**Problems to work on**.
• A. Answer these from the R bootcamp text, one answer a line, each marked like its question:
(i) For which group was the bootcamp first built?
(ii) Whose practice sets are part of Phase 1, and for which lecture were they made?
• B. Copy word for word the part of the R bootcamp text that opens with the words containing "Phase 1 consists" and closes with "generalized linear models)".
• C. Resume the R bootcamp text from where it stops.

**Document passage**.
---

Welcome to bootcamp!

This bootcamp was originally desgined for my MD/PhD cohort at UW-Madison. However, anyone can follow along! This curriculum is designed for individuals new to both R and coding in general. NO PRIOR CODING EXPERIENCE REQUIRED! I have not created any materials presented in this bootcamp. Rather, I have put together a roadmap of resources that I think will help students build the coding skills and statistical knowledge needed to analyze a large, “high-dimensional” dataset.

Phase 1 consists entirely of CodeAcademy PRO’s R course, in addition to practice sets designed by Jenny Bryan for UBC’s STAT545 lecture. By the end of Phase 1 of this boot camp, you should be able to:

  • manipulate a dataset into “tidy” format
  • generate a variety of different graphs from a “tidy” dataset
  • analyze trends over different groupings of data
  • calculate mean/median/mode/IQR and perform basic statistical tests (t.tests, generalized linear models)

---

**Extracted information**.
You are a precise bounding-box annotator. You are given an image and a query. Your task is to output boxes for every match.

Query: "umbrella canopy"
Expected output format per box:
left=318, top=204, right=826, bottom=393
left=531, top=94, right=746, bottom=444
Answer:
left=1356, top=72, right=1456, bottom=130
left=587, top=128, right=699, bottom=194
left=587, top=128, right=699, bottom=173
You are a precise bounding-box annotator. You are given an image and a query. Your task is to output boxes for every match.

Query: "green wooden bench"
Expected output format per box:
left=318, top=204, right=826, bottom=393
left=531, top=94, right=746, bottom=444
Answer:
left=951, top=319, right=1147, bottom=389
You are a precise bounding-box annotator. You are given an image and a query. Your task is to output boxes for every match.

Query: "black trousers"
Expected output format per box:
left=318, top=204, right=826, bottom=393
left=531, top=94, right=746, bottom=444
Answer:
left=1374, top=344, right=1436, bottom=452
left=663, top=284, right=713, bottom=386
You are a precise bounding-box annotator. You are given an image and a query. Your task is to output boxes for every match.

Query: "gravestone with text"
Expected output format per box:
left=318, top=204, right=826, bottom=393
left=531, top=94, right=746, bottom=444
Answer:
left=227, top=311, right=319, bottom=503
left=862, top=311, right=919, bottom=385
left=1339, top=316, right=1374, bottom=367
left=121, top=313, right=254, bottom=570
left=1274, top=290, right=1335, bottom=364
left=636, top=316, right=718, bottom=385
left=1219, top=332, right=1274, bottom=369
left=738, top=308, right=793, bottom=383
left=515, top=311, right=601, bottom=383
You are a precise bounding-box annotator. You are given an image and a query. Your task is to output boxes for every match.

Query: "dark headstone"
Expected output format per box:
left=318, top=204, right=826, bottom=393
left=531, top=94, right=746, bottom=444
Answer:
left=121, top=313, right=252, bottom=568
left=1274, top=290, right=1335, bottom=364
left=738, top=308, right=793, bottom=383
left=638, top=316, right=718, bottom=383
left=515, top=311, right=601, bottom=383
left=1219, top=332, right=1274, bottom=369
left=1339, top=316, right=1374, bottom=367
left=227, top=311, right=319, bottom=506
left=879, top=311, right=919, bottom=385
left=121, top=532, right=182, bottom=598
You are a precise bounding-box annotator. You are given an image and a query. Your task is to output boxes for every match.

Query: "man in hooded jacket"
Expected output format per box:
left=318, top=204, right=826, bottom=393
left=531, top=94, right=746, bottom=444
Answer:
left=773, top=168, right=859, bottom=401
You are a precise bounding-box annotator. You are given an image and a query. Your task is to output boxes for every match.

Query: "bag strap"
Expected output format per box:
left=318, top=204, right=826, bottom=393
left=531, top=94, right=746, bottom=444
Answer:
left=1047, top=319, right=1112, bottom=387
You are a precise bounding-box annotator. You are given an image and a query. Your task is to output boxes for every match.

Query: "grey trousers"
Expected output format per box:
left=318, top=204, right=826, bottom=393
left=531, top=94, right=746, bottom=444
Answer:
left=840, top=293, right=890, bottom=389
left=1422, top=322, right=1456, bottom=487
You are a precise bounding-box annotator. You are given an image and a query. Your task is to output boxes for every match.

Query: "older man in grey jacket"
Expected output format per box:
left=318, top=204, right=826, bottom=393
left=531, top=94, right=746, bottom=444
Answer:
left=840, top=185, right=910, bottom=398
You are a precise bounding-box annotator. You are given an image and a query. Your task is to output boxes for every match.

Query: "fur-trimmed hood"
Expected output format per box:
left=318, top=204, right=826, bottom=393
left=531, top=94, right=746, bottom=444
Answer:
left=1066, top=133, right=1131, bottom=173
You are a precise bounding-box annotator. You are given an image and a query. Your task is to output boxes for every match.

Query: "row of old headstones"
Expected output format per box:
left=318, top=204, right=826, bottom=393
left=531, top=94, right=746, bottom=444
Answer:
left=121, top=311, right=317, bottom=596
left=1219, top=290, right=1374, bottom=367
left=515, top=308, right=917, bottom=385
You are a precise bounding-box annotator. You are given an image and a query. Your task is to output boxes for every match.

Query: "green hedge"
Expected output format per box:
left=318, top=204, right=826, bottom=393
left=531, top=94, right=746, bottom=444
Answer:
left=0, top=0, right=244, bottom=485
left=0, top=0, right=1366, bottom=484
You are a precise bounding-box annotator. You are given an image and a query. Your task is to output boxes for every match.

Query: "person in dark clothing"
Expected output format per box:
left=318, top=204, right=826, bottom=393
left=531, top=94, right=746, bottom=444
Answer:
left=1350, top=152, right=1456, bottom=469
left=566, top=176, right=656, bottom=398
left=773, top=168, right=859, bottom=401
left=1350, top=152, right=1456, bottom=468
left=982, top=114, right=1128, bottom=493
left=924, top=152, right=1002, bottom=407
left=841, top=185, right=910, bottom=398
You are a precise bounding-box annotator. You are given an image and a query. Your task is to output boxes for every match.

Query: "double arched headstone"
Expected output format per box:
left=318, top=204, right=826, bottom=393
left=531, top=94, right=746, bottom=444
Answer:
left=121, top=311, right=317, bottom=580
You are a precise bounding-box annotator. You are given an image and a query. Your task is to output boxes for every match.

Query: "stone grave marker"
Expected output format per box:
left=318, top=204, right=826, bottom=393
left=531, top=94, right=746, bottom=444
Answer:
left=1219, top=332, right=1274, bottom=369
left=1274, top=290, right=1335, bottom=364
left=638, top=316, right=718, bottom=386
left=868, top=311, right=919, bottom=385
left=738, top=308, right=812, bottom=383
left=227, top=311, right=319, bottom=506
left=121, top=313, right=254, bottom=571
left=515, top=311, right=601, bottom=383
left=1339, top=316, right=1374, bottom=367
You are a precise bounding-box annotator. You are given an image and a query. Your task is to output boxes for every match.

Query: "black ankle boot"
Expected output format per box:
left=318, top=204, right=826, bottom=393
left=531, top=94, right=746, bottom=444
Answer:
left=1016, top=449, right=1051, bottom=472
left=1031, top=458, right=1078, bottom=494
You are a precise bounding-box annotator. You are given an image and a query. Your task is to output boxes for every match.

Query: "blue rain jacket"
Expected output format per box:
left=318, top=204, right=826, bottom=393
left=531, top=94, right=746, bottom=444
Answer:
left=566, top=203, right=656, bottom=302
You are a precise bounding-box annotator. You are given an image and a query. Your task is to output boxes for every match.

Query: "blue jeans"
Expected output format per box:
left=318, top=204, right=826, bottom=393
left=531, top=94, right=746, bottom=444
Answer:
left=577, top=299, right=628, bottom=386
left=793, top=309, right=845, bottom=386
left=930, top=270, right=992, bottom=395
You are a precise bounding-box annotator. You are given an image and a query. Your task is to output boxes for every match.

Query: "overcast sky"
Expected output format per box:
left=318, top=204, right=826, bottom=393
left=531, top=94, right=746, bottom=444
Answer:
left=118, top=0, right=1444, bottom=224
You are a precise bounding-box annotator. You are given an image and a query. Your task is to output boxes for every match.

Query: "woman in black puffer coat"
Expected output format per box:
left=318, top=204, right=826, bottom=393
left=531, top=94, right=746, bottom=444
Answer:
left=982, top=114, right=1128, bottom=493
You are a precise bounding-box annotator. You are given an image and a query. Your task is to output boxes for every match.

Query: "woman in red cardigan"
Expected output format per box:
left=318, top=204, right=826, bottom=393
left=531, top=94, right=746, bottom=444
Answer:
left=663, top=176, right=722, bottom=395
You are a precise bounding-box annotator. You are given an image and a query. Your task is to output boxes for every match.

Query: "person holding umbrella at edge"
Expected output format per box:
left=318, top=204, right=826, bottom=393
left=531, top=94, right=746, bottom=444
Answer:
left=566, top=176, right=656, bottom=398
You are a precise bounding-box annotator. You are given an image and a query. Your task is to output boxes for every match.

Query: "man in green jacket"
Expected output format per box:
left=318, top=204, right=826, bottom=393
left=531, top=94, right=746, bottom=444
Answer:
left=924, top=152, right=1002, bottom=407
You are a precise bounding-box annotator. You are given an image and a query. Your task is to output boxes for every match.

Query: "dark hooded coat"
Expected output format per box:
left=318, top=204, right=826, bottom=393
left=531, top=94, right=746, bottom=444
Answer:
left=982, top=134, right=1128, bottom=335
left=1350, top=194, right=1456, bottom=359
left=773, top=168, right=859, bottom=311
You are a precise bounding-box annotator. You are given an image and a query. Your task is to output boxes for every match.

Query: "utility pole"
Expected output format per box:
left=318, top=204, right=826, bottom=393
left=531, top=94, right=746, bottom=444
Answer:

---

**Results for each task**.
• A.
(i) An MD/PhD cohort at UW-Madison
(ii) Jenny Bryan's, made for UBC's STAT545 lecture

• B.
Phase 1 consists entirely of CodeAcademy PRO’s R course, in addition to practice sets designed by Jenny Bryan for UBC’s STAT545 lecture. By the end of Phase 1 of this boot camp, you should be able to:

  • manipulate a dataset into “tidy” format
  • generate a variety of different graphs from a “tidy” dataset
  • analyze trends over different groupings of data
  • calculate mean/median/mode/IQR and perform basic statistical tests (t.tests, generalized linear models)

• C.
After getting your feet wet with data cleaning/data viz, we will move on to more complex concepts featured in the R Software Carpentry workshops that will make your coding life easier! By the end of phase 2, you should be able to:

  • understand how to construct and interprete an if/else statement
  • push/pull something from github

Phase 3 of this bootcamp will focus on providing an overview of statistics concepts needed to understand most computational approaches, particularly those in the genomics field. We will focus particularly on two-group comparisons, linear modeling, multiple testing and supervised/unsupervised learning. Phase 3 will refer to slidedecks prepared for UBC’s STAT540 course. By the end of phase 3, you should be able to:

  • understand what quality checks should be performed on a dataset before conducting any analyses
  • understand the statistical underpinnings of two-group comparisons and linear models
  • know why multiple testing is important in “big data” studies
  • perform PCA analysis
  • understand supervised and unsupervised clustering methods

Syllabus

Phase 1

To complete this phase, you will need to sign up for CodeAcademy’s PRO R course. After completing each lesson, do the practice sets in your Google collab document. If a lesson does not have any associated practice sets, continue on to the next lesson. If you have any questions, just make a comment in the Google Collab document and tag me.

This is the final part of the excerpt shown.